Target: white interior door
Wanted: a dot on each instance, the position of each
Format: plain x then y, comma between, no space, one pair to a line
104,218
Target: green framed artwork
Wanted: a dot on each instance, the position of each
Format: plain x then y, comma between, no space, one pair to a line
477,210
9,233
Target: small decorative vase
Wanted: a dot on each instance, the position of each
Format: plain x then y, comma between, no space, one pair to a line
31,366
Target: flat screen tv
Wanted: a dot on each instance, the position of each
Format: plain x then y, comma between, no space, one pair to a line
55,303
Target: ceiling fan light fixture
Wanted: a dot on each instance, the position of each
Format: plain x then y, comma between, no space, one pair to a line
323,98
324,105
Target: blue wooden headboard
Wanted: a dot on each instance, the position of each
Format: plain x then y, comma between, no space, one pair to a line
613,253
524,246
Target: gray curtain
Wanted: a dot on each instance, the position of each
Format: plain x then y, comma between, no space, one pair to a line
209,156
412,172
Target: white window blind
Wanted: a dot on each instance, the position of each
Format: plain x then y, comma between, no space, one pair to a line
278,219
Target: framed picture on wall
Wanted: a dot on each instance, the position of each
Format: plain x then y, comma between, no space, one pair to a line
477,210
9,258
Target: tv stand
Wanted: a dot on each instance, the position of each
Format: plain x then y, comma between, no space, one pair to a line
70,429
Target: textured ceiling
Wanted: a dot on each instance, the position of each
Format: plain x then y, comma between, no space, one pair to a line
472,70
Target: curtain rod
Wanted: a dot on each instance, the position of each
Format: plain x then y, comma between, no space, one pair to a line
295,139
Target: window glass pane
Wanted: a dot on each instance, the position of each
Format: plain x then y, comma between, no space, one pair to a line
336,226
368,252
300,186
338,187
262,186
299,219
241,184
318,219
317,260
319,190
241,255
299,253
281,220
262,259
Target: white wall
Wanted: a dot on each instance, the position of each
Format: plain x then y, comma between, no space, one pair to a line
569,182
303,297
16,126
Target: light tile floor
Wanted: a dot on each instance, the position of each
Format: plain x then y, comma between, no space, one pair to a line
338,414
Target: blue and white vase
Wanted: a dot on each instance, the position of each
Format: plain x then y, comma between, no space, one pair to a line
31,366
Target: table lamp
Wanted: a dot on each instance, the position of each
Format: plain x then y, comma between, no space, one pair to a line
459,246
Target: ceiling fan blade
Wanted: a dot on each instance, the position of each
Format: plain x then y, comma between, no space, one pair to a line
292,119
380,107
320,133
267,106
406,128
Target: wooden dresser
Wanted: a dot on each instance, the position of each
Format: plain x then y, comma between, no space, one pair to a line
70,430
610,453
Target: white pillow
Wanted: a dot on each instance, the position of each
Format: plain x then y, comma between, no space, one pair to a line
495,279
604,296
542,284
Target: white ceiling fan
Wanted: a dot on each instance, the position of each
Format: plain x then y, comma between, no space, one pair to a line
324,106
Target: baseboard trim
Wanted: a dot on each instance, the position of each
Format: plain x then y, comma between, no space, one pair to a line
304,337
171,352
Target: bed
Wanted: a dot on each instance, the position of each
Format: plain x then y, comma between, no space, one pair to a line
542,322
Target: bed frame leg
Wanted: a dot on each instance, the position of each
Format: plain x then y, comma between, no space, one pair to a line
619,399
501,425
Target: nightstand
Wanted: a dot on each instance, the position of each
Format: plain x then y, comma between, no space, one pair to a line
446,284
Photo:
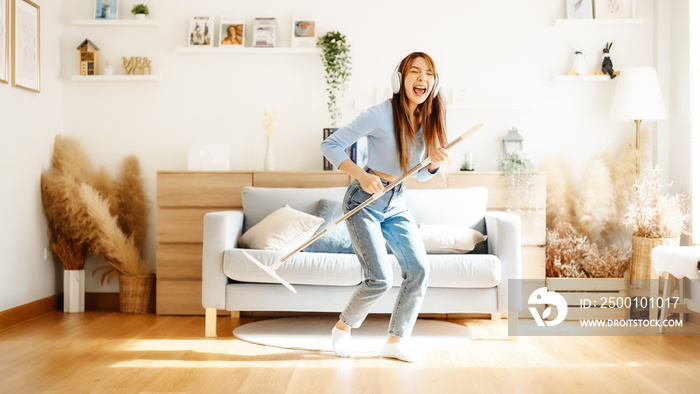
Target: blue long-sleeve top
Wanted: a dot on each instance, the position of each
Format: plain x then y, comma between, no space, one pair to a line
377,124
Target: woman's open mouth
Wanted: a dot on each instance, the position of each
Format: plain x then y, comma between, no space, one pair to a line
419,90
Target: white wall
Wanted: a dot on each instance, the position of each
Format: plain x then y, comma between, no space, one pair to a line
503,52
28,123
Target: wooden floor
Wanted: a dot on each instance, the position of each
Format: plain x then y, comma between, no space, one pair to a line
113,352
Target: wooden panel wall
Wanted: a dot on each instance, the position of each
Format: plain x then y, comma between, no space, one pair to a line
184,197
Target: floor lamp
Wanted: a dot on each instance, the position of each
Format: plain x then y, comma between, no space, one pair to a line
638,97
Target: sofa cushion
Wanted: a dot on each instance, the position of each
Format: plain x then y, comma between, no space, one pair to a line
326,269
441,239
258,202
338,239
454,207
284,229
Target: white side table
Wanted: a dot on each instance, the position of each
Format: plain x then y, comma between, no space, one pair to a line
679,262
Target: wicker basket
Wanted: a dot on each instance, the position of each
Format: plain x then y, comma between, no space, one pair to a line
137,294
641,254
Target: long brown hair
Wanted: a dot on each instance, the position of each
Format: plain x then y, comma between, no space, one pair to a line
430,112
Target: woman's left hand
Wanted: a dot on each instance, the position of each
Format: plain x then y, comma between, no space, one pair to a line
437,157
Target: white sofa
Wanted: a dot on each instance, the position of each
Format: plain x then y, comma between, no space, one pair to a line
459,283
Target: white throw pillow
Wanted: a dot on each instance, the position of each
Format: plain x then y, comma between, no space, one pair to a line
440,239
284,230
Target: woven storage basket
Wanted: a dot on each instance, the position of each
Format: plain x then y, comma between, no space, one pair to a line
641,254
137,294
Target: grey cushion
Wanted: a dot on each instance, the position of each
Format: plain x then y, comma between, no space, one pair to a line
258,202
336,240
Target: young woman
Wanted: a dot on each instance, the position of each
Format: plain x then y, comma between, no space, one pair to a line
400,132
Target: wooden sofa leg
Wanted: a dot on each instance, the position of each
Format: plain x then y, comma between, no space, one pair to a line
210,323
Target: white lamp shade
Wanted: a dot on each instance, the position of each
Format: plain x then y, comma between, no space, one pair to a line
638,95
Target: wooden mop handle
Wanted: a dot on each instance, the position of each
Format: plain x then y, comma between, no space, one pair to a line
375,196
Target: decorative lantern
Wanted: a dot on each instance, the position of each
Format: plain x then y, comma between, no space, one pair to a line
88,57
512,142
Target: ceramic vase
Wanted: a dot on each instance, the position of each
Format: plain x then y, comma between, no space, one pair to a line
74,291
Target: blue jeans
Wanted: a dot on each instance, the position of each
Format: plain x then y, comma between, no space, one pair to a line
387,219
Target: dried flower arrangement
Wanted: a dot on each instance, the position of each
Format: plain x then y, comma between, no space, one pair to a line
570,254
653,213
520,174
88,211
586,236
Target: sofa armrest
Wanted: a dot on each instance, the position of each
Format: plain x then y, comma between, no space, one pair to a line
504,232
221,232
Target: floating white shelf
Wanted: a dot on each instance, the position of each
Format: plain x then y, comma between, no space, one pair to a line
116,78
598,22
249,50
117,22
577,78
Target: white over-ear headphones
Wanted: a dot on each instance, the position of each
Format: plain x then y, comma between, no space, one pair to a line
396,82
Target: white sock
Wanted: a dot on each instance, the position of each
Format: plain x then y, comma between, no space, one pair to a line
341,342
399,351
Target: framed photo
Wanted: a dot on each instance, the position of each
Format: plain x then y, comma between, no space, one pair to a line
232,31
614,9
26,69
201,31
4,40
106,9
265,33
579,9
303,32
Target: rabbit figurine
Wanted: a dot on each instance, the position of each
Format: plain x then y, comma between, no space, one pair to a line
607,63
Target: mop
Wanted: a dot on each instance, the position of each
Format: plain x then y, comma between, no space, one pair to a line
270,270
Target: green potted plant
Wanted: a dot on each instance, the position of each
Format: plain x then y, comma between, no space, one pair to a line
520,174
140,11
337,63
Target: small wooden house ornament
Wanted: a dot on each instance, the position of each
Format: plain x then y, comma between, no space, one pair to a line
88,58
+--
◆ EXERCISE DIRECTIONS
Where a line in the records above contains "curtain", include it in the count, and give only that number.

◆ FINISHED TASK
2